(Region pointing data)
--------
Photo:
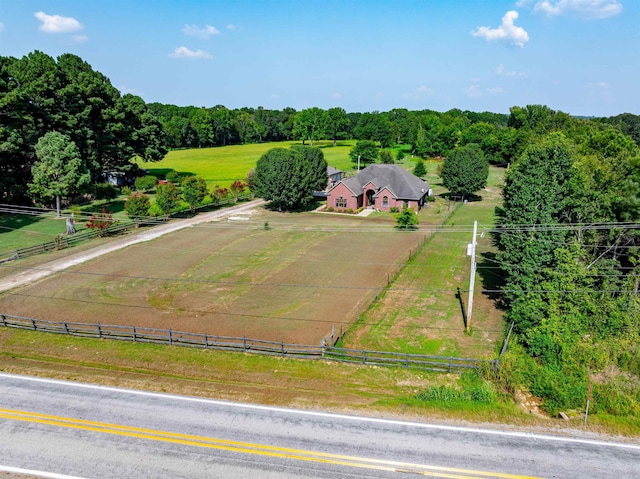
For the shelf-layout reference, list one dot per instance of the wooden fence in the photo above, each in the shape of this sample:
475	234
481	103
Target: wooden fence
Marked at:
67	241
246	345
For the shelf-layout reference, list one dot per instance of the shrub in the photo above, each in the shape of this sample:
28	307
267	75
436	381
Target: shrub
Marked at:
100	222
167	197
173	177
104	191
146	183
407	220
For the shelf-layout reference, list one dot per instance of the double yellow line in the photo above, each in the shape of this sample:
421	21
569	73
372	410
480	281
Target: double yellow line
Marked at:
--------
**Your instructions:** Once the pictures are removed, write out all of the entries above exactly.

**Task result:**
Photo:
For the shelf-layout reference, list one dot per instance of the wooden fence in the photo above, each in the shape of this sample:
475	234
481	103
Target: wooden fence
Marked at:
67	241
246	345
For the shelf-layout reference, list one dot per instance of the shrub in the photo above, each in the shape of this sample:
28	307
267	75
436	381
Target: shrub
Marked at:
100	222
167	197
173	177
104	191
146	183
407	220
For the shelf-layout reference, list one dot per instance of the double yellow line in the photo above, each in the shape of this sample:
421	21
569	73
372	410
480	281
Target: double yellow line
Marked at:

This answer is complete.